# TEXT EXTRACT start
It has become fashionable in some circles to argue that increasing globalization and liberalization of the economy have rendered redistributive politics irrelevant. On this view, the growth generated by economic reforms will by itself be sufficient to lift significant sections of society out of poverty. Whatever the intentions, the net effect of a redistributive politics in India is increased statism and regulation. Since dominance of the state dampened innovation, circumscribed entrepreneurship, stifled growth and prevented living standards from rising, undue emphasis on redistribution is likely to hamper growth.

This argument derives its plausibility from two fallacies that underlay previous paradigms of redistributive politics in India. First, by and large those on the left who advocated redistribution, failed to give adequate recognition to the importance of economic growth. Second, the call for a redistributive politics was often confused between two different aims, poverty alleviation and economic equality. In principle, the two aims are distinct. Prosperity and inequality can coexist as much as poverty and greater equality. The Indian left’s suspicion of the market has predominantly derived from a fear of inequality. To put it bluntly, the Indian left minded inequality more than it minded poverty.

Only the most dogmatic of ideologues can deny that the growth generated by the reform process started in the Nineties has brought substantial gains. This growth has lifted close to 90 million people above the poverty line and created a substantial middle class. In the southern and western states growth also seems to have had a beneficial impact on human development indicators. These developments and the past fallacies of the redistributive paradigms do not render the politics of economic justice irrelevant. On the contrary, they make redistributive politics even more important.

What paradigm should a new politics of redistribution take? There is a considerable irony underlying past paradigms of redistributive politics The Indian left, for instance, produced some of the most incisive analyses of the ways in which the Indian state came to be captured by dominant proprietary classes. Yet, what was its solution to this problem? Invest even more hope and resources in the very state that it had declared to be thoroughly captured by the dominant classes in the first place.
# TEXT EXTRACT end
# COLLECTED DATA start
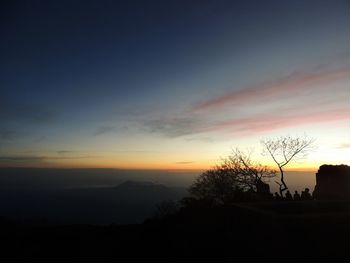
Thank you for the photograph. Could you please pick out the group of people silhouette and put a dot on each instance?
(304, 196)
# COLLECTED DATA end
- [GIVEN PROBLEM] Copy from the passage on redistributive politics the portion starting at "This argument derives" up to and including "it minded poverty.", leaving its wording unchanged.

- [SOLUTION FOR THIS PROBLEM]
This argument derives its plausibility from two fallacies that underlay previous paradigms of redistributive politics in India. First, by and large those on the left who advocated redistribution, failed to give adequate recognition to the importance of economic growth. Second, the call for a redistributive politics was often confused between two different aims, poverty alleviation and economic equality. In principle, the two aims are distinct. Prosperity and inequality can coexist as much as poverty and greater equality. The Indian left’s suspicion of the market has predominantly derived from a fear of inequality. To put it bluntly, the Indian left minded inequality more than it minded poverty.